Fish often wind up at the top of the best first-pet list. But while lots of swimmers are good for beginners, some species don’t belong on there at all. In fact, many salt-water tanks involve very specialized and dedicated care. If you’re just starting out, you need to stick to the simple ones who will thrive even when their owner forgets to drop in the flakes every now and then. A few, in particular, can help you learn how to care for an aquatic animal without any harm coming to them. If you want to dive into keeping tanks, start with one of these, the easiest fish to take care of.
These beauties are well known for being hardy and easy to bring into your aquarium. Carefully source your pet because you don’t want to wind up with an illegal wild-caught animal. Instead, seek out one of the 1.5 million that are imported into the U.S. every month. A few good things about neon tetras: they’re colorful, small, and social. You should keep a little school in a tank with other animals. Lastly, don’t bring this tetra into a new tank since they won’t do well while they’re settling in (changes in things like pH and nitrates will hurt them).
These little janitors eat up the garbage that no one else wants, like algae and sometimes leftover food. Plus, it’s not too difficult to care for them, but they do require a lot of space – at least a 20-gallon tank. Carefully select tankmates too since you don’t want to introduce a large, predatory beasties to scare away this gentle creature. Lastly, and most fun of all, plecos want extra snacks and you can drop in a few veggies to satiate them. Try spinach, carrots, sweet potatoes, and zucchini once or twice a week.

Goal of the exercise –
List every vegetable that the passage on easy pet fish suggests feeding to plecos. Nothing in the material that follows is needed for this text.

Dataset excerpts –
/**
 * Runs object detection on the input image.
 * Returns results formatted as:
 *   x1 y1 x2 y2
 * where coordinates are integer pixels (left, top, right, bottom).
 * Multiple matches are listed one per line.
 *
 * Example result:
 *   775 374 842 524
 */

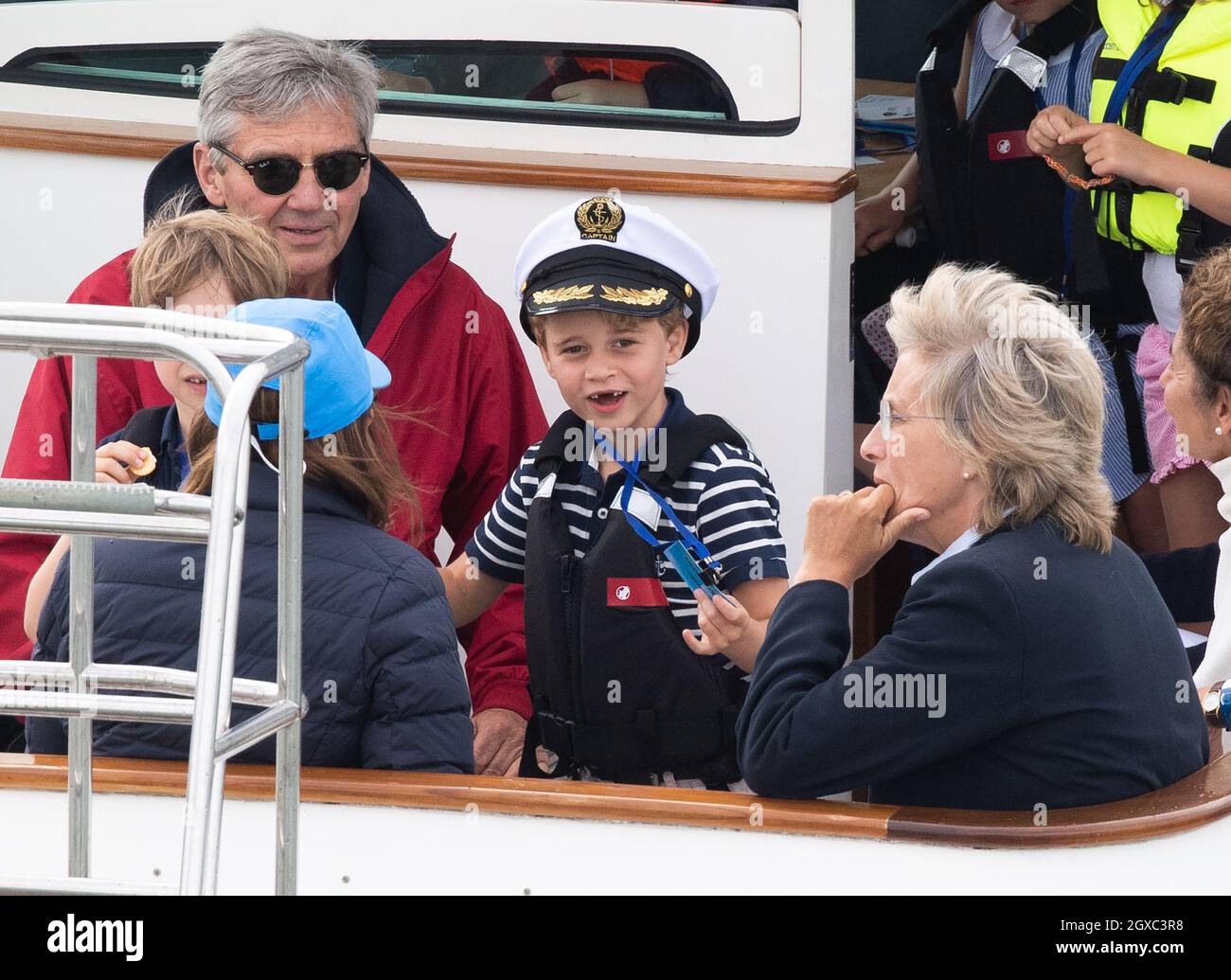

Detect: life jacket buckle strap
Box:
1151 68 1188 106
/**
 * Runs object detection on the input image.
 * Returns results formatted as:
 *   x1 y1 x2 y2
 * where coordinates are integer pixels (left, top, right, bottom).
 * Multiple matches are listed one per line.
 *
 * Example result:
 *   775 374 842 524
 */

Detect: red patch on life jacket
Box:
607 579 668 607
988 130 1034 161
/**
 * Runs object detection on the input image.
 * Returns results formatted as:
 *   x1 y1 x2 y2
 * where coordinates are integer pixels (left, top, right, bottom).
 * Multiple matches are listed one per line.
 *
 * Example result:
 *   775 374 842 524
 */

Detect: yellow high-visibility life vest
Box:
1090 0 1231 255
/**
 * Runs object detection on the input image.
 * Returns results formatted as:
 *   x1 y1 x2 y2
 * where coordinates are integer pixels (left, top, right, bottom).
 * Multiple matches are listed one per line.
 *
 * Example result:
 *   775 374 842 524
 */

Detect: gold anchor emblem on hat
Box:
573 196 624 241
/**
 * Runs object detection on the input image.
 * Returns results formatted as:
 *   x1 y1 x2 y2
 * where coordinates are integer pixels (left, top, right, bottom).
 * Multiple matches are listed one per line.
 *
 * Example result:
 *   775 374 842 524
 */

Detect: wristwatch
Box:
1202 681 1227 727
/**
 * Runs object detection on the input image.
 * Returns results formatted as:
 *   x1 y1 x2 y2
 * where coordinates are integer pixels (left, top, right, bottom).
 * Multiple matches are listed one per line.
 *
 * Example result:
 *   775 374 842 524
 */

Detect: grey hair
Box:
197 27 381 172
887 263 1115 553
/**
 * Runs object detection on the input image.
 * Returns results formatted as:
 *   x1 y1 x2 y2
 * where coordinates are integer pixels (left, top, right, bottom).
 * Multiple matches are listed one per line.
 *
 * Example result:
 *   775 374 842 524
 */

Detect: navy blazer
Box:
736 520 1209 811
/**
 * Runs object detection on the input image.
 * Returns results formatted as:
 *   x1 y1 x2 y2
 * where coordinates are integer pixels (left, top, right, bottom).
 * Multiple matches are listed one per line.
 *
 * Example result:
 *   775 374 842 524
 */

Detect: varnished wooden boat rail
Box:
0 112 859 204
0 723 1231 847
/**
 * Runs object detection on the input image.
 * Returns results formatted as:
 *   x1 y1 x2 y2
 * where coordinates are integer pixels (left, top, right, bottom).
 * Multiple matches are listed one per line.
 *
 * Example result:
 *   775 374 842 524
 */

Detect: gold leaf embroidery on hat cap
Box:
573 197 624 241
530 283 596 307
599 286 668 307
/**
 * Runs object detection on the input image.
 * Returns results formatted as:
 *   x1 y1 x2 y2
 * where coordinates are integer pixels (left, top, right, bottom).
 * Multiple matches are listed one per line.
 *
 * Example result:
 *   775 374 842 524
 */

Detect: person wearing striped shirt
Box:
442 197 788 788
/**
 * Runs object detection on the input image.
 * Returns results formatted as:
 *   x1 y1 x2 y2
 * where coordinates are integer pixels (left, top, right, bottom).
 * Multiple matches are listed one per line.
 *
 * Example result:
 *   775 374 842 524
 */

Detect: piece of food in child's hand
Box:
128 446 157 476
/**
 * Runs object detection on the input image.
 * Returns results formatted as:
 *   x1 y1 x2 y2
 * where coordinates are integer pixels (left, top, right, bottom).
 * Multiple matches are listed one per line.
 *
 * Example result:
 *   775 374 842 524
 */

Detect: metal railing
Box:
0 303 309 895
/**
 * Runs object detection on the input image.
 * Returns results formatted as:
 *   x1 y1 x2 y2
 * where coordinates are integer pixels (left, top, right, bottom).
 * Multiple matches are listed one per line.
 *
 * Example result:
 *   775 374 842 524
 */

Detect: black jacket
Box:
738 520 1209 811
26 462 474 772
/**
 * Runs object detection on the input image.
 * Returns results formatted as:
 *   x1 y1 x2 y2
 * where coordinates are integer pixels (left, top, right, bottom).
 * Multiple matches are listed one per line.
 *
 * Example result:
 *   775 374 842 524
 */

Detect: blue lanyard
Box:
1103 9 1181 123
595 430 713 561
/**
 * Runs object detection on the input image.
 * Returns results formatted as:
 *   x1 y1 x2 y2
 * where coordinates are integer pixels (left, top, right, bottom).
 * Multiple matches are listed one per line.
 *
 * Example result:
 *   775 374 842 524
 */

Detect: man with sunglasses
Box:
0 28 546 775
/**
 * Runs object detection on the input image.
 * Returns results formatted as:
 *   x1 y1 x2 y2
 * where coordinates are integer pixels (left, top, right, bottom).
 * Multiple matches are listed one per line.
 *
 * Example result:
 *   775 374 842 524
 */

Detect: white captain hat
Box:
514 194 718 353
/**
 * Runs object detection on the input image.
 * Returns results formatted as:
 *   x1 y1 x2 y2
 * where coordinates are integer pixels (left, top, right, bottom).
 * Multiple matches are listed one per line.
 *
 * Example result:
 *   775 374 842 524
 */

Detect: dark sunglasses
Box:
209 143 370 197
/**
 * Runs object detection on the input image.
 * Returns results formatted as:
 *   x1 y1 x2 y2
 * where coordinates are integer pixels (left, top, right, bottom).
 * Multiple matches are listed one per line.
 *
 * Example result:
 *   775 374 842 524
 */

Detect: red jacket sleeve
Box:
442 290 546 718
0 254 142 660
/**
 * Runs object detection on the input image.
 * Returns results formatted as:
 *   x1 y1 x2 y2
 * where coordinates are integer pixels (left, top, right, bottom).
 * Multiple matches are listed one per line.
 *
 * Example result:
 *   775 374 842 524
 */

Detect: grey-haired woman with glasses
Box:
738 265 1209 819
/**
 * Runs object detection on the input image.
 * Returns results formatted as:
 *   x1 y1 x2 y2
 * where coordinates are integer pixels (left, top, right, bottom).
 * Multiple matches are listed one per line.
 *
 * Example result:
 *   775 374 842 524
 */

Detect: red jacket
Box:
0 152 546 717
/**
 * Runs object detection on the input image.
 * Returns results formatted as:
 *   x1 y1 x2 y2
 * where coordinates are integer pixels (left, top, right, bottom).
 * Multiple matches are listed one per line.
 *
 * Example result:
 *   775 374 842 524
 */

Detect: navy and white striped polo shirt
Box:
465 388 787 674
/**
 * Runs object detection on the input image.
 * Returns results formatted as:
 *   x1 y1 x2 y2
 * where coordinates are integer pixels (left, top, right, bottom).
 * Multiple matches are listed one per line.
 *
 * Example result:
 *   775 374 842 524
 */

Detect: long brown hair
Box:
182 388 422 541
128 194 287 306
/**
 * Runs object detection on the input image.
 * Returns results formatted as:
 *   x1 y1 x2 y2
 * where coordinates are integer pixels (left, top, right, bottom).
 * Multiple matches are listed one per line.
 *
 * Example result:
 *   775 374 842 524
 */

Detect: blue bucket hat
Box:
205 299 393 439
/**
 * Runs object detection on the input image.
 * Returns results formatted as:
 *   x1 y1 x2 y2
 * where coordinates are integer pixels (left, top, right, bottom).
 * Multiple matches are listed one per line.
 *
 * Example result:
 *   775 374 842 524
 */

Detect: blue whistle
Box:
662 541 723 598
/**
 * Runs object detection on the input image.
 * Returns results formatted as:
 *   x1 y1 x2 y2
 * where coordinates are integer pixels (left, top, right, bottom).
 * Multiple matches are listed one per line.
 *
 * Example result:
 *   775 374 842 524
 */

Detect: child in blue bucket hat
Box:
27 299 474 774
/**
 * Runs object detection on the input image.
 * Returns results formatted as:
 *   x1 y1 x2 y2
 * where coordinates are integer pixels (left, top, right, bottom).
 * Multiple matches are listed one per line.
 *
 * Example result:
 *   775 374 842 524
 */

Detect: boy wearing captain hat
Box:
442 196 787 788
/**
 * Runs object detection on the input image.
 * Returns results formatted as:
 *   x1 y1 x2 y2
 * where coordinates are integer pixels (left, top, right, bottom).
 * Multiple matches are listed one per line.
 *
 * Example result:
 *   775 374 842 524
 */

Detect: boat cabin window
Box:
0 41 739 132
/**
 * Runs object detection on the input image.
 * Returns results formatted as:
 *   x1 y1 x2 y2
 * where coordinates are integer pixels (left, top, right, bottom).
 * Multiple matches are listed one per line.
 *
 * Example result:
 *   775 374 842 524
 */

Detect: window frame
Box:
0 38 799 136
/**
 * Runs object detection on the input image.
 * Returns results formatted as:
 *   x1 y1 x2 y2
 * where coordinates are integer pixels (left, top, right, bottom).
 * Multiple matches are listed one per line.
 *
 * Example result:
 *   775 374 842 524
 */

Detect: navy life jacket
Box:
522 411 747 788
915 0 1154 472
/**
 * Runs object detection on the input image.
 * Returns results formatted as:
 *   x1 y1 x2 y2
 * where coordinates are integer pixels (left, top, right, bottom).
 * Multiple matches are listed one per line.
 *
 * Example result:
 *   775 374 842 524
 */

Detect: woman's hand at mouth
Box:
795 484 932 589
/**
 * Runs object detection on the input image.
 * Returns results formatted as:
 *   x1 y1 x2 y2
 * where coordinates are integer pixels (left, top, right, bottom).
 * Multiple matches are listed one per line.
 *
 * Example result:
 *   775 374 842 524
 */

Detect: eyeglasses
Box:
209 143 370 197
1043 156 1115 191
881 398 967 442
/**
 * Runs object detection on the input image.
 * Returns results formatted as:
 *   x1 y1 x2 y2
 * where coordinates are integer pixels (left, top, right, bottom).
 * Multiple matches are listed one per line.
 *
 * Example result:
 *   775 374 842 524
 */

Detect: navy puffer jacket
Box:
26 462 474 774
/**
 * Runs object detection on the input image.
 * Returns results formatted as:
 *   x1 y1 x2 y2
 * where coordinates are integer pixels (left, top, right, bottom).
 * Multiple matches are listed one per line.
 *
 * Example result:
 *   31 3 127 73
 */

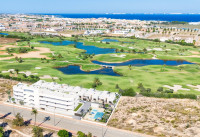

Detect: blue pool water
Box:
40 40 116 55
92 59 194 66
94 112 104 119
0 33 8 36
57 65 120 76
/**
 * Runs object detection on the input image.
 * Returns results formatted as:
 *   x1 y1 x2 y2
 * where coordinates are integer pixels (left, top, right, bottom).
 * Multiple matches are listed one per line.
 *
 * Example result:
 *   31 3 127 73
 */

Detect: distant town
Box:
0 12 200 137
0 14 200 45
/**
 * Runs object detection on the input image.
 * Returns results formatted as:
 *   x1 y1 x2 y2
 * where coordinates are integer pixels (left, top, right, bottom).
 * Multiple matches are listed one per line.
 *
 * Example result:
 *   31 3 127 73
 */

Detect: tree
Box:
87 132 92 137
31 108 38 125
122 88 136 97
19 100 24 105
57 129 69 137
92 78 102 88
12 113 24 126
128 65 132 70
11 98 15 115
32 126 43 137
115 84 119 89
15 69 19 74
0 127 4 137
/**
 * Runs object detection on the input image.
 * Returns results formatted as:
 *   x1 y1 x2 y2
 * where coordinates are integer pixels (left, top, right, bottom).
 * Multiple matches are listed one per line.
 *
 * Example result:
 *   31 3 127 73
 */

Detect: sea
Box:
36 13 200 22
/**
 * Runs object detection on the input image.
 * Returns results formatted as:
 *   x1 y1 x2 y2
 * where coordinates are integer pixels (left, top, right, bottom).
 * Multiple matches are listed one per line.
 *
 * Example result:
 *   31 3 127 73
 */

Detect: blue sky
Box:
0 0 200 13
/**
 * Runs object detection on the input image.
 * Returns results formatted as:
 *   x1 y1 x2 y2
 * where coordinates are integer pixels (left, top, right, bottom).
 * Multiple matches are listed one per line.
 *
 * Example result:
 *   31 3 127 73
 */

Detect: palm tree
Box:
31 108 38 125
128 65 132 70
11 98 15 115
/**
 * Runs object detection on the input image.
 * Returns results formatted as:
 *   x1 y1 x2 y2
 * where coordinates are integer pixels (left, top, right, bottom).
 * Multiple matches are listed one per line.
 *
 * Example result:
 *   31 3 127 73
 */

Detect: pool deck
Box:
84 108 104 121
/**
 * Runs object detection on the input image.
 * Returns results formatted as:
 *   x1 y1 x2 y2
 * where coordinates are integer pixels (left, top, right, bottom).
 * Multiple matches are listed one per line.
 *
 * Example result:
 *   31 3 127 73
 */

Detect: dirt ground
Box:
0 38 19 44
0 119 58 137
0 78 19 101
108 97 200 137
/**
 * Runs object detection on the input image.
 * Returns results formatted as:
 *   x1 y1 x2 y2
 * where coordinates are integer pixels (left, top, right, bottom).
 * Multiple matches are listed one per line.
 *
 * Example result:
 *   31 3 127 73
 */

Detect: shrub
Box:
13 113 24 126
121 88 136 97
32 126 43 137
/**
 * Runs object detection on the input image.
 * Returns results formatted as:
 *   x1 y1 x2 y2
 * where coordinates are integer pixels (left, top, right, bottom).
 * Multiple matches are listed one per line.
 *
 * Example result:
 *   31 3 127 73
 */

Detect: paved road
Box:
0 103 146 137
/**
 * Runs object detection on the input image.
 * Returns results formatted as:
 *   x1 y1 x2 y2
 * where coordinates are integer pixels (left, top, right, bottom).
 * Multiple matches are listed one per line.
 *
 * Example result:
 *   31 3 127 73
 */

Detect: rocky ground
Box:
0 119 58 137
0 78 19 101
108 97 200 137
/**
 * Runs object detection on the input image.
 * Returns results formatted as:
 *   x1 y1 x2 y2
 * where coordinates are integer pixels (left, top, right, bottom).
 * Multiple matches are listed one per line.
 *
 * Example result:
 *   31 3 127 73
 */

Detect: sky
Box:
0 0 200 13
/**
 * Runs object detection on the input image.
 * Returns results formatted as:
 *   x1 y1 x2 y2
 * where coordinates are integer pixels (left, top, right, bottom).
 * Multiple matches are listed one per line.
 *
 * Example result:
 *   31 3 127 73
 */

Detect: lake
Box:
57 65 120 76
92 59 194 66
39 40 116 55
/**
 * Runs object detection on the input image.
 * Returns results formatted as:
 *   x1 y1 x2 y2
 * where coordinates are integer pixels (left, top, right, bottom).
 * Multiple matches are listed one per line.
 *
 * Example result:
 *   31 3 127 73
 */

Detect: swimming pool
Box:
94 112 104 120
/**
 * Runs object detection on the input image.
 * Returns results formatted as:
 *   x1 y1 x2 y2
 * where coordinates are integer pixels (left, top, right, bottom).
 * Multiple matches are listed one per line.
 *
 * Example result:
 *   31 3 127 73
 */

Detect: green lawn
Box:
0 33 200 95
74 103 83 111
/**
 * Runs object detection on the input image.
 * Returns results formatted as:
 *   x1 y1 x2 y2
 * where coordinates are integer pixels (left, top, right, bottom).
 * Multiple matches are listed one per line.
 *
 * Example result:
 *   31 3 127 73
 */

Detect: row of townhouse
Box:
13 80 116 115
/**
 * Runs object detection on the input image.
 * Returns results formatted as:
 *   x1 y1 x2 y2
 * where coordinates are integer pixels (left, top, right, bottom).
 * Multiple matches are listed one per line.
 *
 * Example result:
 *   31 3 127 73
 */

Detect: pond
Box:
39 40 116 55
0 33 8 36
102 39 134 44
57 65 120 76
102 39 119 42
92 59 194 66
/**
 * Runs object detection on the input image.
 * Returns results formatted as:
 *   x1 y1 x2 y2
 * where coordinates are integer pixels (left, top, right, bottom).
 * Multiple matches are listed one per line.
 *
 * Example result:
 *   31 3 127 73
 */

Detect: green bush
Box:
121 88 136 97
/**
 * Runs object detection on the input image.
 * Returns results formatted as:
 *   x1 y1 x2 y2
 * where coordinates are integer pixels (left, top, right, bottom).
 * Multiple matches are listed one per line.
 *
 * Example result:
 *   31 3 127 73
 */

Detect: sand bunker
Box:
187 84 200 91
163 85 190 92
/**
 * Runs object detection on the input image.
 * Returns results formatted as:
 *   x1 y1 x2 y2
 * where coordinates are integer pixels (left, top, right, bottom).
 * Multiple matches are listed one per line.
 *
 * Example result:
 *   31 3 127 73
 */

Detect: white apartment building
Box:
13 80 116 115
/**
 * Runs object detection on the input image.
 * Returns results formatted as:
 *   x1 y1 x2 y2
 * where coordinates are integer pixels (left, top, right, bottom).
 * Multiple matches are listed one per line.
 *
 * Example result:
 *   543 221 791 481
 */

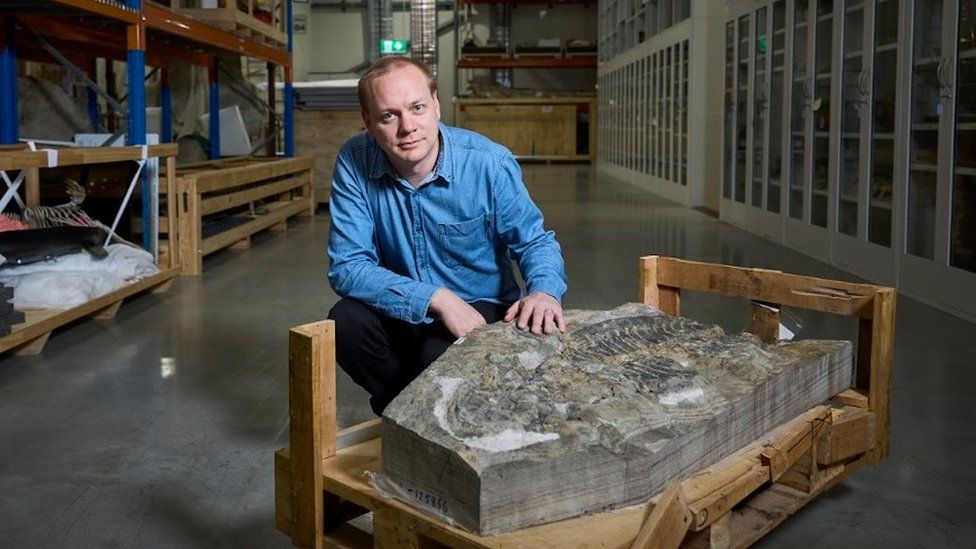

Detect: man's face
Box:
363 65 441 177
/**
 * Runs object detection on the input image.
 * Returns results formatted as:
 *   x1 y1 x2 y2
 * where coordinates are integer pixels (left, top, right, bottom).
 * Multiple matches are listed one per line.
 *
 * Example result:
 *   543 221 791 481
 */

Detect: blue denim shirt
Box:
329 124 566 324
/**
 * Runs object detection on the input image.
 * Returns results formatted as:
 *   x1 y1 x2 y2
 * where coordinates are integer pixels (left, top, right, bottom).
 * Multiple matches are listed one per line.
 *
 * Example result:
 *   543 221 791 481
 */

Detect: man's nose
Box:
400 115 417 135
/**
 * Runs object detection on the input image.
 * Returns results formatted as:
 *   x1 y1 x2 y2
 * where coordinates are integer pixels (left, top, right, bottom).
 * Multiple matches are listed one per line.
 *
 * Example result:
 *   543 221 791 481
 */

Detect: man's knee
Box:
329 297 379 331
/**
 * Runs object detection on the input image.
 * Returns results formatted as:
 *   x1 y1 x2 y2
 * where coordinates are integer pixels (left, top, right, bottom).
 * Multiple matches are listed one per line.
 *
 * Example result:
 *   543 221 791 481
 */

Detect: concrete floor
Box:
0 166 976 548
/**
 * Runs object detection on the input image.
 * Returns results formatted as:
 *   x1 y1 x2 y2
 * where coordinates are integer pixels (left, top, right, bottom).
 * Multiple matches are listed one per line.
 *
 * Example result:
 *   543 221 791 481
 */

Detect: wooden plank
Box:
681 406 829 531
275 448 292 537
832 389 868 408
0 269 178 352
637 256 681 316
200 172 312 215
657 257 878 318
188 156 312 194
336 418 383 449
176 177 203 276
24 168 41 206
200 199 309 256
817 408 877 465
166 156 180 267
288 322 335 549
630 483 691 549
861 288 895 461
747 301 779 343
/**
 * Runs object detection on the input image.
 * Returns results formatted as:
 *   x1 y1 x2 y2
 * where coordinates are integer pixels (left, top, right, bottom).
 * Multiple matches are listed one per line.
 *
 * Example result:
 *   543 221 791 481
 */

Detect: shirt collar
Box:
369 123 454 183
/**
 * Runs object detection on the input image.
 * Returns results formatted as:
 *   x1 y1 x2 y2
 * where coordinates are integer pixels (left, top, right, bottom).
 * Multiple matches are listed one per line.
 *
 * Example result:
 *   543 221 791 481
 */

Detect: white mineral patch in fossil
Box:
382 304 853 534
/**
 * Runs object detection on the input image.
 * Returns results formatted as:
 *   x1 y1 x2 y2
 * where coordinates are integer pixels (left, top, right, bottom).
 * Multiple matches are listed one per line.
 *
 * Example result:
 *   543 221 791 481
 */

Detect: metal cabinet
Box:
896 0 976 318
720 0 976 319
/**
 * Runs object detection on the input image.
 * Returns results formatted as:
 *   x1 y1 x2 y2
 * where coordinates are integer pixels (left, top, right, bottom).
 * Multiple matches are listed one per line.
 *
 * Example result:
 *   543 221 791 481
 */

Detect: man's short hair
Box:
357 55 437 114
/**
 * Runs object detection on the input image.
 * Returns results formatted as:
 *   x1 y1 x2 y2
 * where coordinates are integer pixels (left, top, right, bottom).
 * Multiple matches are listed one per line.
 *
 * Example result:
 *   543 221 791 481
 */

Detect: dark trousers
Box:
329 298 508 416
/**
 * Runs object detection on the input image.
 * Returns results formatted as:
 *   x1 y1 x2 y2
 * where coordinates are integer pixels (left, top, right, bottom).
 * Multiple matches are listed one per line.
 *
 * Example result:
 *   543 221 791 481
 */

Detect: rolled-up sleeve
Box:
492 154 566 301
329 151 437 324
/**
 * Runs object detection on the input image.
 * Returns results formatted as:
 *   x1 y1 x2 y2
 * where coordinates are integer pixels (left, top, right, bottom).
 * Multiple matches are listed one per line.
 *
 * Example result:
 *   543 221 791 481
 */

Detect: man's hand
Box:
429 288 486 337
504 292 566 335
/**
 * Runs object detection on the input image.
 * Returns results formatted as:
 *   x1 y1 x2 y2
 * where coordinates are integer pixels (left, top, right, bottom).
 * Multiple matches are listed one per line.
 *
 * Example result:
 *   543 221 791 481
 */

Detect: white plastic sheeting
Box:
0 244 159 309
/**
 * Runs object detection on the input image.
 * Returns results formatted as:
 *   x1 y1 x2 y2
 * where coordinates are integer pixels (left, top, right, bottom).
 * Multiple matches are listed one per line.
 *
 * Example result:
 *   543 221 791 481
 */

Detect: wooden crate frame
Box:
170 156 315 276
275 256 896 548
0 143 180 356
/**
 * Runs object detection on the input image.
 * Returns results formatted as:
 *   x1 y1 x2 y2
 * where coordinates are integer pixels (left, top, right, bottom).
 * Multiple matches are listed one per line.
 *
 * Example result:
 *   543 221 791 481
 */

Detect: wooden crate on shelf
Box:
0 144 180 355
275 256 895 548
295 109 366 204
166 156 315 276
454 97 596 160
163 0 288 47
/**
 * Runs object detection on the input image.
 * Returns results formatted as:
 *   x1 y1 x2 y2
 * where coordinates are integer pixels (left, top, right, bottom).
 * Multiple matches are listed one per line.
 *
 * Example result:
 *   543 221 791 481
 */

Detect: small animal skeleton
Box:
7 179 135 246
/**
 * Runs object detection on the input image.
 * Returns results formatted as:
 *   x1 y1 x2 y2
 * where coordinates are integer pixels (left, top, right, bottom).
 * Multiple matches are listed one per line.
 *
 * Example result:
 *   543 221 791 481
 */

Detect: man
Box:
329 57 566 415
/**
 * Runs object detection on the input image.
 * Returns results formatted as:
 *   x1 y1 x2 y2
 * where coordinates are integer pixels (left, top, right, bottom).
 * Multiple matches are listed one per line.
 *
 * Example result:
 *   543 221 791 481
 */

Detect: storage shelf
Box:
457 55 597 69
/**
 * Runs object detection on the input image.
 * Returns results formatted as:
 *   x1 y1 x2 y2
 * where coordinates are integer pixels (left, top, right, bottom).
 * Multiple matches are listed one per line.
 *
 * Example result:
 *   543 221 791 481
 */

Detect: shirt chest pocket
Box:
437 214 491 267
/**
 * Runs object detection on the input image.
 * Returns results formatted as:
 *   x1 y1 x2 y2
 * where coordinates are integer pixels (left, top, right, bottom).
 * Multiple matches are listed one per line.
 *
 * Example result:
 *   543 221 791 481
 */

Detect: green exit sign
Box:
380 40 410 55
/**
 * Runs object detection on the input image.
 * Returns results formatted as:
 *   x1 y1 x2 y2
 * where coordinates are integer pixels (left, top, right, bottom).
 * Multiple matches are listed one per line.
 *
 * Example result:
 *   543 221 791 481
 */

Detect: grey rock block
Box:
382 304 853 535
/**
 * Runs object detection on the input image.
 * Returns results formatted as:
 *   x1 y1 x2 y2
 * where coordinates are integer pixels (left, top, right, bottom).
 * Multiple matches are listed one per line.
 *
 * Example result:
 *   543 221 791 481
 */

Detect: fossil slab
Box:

Reply to the task –
Spinach, carrots, sweet potatoes, zucchini